### Stated problem
Can you carry the interview transcript on the campaign against ISIS, shown below, onward from its final line?

### Passage shown
#####

Remember what happened in Afghanistan, the al Qaeda was able to escape into Pakistan. We're trying to prevent that from happening again by completely surrounding them in that way we can destroy them in place.

Otherwise, we're going to see what we're starting to see the beginnings of and that's ISIS moving to Libya, to Yemen and setting up enclaves there. So if the military plan holds, as Mr. Berger (ph) mentions, we're going to keep pushing ISIS from all sides and roll them up into these cities and eventually Mosul and Raqqah are going to have to be taken.

VAUSE: You mentioned something interesting when it came to social media and propaganda, and ISIS is being squeezed on that front as well.

(BEGIN VIDEO CLIP)

MCGURK: They had free reign in the propaganda sphere. They had millions of Twitter and Facebook pages pumping out these lies every single day. We have now worked as a coalition to counter that. For every pro -- Twitter handle, there is now six calling out its lies and countering that message. That's very important.

(END VIDEO CLIP)

VAUSE: How important is this part of the strategy and how will the U.S. and its allies know if it is working?

FRANCONA: Yes, I think this is one of the success stories of what we're doing. Our cyber capabilities are quite good and they've zeroed in on ISIS and they've really had an effect. You look at the recruitment numbers and that's a good metric for how effective they are.

It's down about to a third of what it's used to be so instead of 3,000 fighter showing up, we're seeing about a thousand. Of course, a lot of it also has to do with the effect of the air campaign and the ground campaign.

But we don't see as much effect of this propaganda onslaught that we saw, you know, even last year. So I think this is a success story and good thing, but it has to continue.

But it's not over yet. I don't think we're counting the death nail of ISIS just yet. There is still a lot of fight left in these guys.

VAUSE: Yes, we're seeing it every day, over and over again from Iraq to Yemen to Libya, of course, in Syria as well. Colonel, thank you.

#####

### Records

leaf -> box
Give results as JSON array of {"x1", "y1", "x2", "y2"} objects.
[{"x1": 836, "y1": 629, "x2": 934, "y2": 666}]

#####

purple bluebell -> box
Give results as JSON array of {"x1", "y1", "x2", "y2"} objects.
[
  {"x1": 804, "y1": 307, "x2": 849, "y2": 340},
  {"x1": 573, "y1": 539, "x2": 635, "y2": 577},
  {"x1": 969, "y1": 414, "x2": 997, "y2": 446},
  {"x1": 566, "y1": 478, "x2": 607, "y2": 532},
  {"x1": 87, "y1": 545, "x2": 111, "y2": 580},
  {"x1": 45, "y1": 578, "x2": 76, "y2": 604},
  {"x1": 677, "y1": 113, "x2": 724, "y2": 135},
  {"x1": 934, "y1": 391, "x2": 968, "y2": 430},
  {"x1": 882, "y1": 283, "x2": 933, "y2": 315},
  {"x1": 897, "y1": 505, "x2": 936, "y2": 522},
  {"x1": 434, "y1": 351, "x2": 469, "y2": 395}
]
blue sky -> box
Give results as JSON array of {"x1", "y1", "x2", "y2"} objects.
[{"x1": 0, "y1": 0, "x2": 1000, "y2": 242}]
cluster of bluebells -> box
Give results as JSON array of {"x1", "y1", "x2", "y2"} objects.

#####

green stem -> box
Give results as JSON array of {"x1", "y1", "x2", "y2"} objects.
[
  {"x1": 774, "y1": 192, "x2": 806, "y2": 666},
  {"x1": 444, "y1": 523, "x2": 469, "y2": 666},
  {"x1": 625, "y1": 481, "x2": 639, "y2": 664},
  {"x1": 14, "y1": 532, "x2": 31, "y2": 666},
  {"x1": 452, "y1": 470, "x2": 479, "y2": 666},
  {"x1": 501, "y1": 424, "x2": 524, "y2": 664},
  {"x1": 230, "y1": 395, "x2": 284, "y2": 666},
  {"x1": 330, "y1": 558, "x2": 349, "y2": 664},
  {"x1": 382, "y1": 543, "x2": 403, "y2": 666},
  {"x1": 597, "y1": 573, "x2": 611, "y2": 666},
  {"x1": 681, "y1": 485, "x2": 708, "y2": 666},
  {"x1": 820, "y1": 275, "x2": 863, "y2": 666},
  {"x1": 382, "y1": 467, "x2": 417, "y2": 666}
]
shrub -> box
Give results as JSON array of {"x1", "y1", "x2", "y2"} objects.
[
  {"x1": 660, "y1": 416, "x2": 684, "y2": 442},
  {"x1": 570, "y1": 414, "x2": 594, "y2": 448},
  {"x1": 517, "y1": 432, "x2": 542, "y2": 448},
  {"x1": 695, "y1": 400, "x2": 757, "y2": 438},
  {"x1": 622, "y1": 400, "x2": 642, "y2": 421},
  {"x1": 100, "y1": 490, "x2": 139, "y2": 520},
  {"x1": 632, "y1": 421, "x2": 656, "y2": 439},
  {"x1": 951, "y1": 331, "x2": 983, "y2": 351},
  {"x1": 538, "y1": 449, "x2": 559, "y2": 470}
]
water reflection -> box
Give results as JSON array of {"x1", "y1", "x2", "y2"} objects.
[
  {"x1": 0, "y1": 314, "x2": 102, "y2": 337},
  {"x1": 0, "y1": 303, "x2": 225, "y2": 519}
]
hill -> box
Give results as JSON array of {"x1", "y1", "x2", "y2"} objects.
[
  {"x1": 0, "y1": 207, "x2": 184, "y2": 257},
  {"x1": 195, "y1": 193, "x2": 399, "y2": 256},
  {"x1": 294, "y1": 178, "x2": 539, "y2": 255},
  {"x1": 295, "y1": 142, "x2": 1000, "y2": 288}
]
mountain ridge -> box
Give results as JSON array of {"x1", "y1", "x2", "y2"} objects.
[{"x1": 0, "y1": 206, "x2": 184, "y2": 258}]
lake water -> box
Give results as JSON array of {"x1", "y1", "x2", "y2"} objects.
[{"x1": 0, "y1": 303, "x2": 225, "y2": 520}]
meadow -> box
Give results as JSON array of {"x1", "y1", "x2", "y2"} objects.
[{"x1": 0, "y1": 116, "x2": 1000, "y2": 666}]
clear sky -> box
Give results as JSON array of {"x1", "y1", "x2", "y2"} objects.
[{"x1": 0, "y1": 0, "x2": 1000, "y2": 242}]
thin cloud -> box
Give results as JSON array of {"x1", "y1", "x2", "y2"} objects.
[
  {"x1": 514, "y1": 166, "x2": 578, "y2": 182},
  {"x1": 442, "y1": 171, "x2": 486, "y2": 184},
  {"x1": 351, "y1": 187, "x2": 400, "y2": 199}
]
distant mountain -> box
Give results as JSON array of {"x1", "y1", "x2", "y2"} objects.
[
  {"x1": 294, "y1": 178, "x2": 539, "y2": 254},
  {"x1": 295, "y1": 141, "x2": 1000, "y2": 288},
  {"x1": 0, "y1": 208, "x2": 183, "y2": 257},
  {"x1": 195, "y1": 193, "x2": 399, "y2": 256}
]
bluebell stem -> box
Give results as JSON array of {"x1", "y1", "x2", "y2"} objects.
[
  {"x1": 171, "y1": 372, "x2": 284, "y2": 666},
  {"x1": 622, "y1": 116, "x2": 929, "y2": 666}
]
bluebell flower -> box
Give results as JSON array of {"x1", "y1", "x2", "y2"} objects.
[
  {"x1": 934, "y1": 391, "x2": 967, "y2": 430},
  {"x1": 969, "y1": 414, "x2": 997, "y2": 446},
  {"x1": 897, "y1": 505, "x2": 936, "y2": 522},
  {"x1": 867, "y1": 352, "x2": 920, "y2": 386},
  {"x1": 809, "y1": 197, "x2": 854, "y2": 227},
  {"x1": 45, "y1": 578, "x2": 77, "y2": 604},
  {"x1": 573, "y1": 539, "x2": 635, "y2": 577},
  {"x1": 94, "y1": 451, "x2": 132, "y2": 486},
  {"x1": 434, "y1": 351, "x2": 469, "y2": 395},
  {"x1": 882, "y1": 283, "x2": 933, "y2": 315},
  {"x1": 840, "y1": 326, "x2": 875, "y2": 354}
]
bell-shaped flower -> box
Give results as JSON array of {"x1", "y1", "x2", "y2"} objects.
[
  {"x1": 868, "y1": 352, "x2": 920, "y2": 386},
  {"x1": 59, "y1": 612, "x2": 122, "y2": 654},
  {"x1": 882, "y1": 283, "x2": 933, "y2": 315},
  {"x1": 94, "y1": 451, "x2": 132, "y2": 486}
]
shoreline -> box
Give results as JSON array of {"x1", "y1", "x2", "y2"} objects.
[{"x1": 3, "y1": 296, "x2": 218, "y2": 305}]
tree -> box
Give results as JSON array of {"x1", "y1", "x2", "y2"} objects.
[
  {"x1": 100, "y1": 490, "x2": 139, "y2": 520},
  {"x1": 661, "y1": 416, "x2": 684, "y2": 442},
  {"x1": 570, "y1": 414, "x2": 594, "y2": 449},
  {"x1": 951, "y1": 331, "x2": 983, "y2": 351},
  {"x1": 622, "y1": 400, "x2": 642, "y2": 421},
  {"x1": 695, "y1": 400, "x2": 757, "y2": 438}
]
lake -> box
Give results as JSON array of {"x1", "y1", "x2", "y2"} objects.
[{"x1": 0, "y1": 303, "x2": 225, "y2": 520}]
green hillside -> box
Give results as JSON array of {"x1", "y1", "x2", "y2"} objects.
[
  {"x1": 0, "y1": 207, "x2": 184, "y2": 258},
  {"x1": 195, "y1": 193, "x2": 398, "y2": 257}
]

#####

### Task result
FRANCONA: Always good to be with you.

JONES: The leading figure in the campaign for Britain to lead the European Union says the E.U. is following a doomed path by trying to create a European superstate.

Former London Mayor Boris Johnson told the "Telegraph" newspaper, Napoleon, Hitler, various people tried this out and it ends tragically. Adding that the E.U. lack democracy and a unifying authority.

Johnson's comments drew criticism from those who want Britain to remain in the E.U. ahead of a referendum next month. The foreign affairs spokeswoman for the opposition Labour Party said this.

"After the horror of the second world war, the E.U. helped to bring an end to centuries of conflict in Europe and for Boris Johnson to make this comparison is both offensive and desperate."

Donald Trump says Britain won't be worse off in trade negotiations with the U.S. should it leave the European Union. President Barack Obama has warned Britain would move to the back of the queue in U.S. trade deals if it does in fact exit the E.U.

In an interview with (inaudible) Piers Morgan, Trump insisted it wouldn't happen if he was president.

(BEGIN VIDEO CLIP)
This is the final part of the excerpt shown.